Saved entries
***
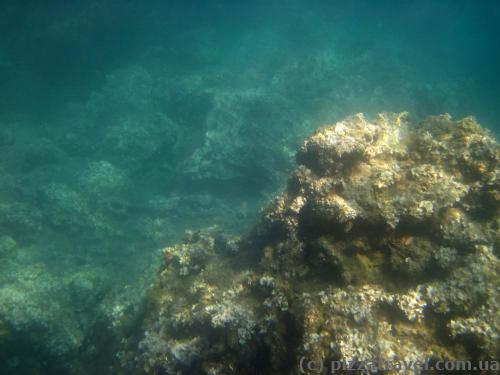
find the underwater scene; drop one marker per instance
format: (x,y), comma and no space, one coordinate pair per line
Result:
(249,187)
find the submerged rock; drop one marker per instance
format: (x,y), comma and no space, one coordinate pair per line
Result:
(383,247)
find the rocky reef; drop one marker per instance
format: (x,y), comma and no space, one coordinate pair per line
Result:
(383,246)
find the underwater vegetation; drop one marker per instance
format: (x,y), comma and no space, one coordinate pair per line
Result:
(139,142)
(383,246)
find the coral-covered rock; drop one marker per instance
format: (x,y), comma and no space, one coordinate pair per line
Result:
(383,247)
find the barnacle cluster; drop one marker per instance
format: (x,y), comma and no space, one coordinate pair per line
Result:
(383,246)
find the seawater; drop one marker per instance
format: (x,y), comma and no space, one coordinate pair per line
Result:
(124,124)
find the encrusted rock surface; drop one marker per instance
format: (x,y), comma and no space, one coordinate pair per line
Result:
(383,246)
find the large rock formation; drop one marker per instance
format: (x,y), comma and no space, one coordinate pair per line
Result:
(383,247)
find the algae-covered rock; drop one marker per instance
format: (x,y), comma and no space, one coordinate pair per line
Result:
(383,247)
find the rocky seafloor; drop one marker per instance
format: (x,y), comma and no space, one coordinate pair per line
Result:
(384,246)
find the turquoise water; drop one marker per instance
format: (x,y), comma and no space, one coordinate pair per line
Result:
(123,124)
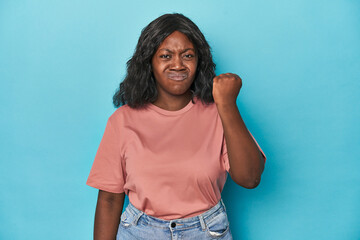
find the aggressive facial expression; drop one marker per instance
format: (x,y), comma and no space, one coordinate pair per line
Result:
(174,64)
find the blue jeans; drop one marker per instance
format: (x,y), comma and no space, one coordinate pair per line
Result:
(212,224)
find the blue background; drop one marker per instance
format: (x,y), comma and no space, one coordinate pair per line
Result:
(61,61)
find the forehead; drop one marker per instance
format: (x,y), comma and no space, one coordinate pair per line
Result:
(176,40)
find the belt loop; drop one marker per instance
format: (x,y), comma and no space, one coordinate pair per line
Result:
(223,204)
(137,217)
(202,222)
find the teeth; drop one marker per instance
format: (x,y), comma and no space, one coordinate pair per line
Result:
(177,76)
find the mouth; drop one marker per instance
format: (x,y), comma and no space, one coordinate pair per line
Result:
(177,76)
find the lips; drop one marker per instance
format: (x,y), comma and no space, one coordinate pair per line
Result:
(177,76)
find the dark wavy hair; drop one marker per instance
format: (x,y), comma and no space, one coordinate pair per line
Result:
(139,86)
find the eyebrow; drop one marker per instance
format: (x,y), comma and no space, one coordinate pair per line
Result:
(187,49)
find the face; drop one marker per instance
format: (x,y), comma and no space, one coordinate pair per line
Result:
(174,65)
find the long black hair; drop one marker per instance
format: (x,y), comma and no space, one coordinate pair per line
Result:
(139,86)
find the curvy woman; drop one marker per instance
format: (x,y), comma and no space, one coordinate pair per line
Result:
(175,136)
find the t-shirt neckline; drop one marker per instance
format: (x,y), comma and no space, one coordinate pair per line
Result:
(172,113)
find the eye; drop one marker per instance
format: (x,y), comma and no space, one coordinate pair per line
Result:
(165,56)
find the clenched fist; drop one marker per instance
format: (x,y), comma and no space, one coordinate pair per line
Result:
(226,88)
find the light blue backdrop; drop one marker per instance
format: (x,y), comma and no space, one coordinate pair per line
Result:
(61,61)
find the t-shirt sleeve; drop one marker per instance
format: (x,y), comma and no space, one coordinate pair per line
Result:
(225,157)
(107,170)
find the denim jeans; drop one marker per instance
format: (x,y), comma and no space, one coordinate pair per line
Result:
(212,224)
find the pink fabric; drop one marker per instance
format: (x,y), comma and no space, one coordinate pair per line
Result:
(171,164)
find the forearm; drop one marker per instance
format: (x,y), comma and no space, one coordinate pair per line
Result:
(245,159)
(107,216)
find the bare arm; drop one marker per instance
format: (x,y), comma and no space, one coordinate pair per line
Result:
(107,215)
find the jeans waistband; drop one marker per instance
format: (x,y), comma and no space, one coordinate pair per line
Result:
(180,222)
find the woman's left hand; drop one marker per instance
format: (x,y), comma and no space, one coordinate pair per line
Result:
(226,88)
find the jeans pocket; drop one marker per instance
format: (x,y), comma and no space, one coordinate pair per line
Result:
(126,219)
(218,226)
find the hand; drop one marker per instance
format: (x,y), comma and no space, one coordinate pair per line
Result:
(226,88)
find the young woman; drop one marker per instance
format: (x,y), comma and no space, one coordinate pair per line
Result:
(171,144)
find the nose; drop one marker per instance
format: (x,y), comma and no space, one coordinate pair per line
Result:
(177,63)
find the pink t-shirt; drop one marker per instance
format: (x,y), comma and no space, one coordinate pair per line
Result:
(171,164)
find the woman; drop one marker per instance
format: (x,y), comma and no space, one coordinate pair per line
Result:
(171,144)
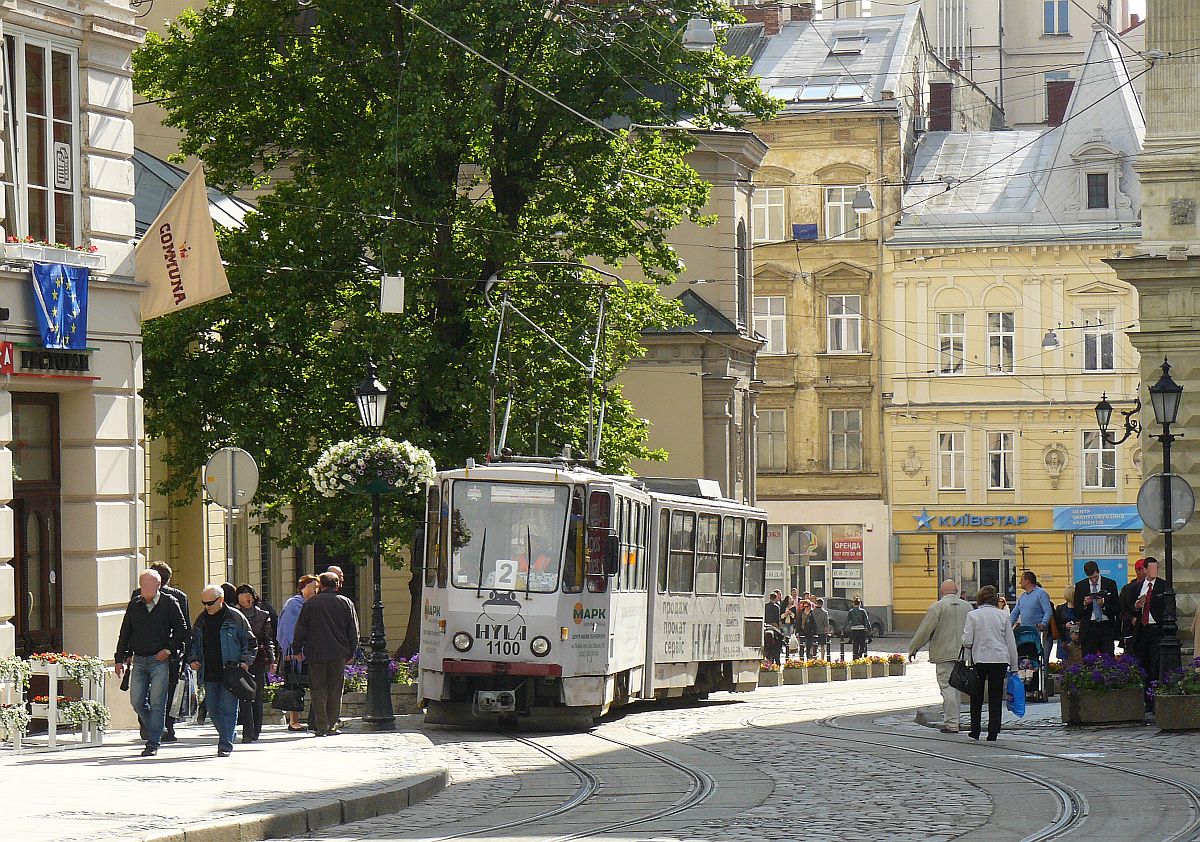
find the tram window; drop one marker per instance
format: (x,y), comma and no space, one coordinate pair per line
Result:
***
Instructions for the task: From the line with "find the nose; drop one marker per instance" down to the last line of the entries above, set down every line exactly, apart from the pictures.

Task answer:
find the nose; drop one marker per instance
format: (x,y), comma and no space, one coordinate pair per line
Result:
(177,63)
find the pink t-shirt; drop one marker per instance
format: (x,y), comma and no space, one coordinate pair per line
Result:
(171,164)
find the woman; drop one marker per instance
format: (x,y), comma and no space, one coordinate pair per line
Result:
(171,144)
find the tram window; drop one marker per instance
format: (x,y), comma and no space, one coordinate pair per line
Result:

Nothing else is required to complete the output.